Written request:
Find every line in the data below that contains the word "pair" and copy each of those lines.

Excerpted data:

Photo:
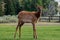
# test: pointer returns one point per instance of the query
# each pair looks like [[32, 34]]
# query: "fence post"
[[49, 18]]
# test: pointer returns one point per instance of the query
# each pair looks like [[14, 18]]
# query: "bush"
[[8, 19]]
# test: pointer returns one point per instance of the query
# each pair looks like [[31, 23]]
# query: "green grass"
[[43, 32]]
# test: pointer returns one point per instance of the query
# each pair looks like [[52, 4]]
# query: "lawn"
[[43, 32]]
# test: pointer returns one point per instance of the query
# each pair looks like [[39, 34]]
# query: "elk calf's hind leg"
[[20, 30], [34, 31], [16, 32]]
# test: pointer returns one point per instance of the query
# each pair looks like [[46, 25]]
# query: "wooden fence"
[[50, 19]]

--

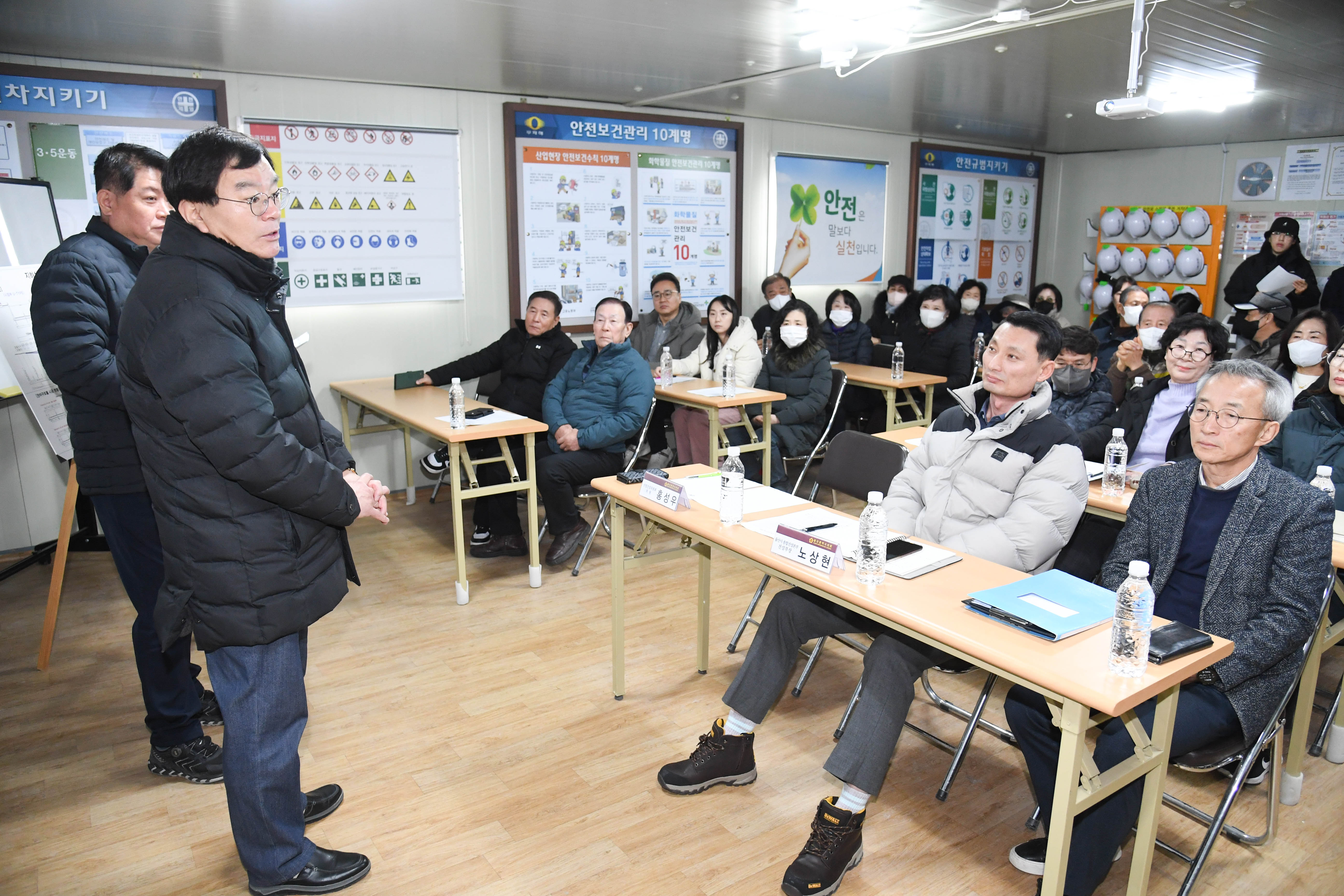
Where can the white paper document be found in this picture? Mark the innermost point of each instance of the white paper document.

* * *

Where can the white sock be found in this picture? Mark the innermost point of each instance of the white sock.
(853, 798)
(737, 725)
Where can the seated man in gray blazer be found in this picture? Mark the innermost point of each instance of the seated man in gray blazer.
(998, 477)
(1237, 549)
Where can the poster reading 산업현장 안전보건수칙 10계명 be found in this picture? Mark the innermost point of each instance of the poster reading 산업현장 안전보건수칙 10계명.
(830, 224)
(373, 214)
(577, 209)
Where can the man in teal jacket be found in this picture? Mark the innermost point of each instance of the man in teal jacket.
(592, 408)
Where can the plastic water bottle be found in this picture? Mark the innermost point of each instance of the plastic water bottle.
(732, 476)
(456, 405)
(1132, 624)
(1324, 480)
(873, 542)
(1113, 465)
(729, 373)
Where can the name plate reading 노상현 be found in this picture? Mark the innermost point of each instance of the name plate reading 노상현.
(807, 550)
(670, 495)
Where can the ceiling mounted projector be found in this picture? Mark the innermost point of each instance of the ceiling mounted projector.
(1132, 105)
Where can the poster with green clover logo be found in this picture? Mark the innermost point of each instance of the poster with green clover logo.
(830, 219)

Solution for this exercise:
# each pair looks like [[32, 34]]
# each pair looks like [[14, 18]]
# each pair looks like [[31, 23]]
# each pair looks like [[52, 4]]
# each pair looks like [[39, 34]]
# each pair looks like [[46, 25]]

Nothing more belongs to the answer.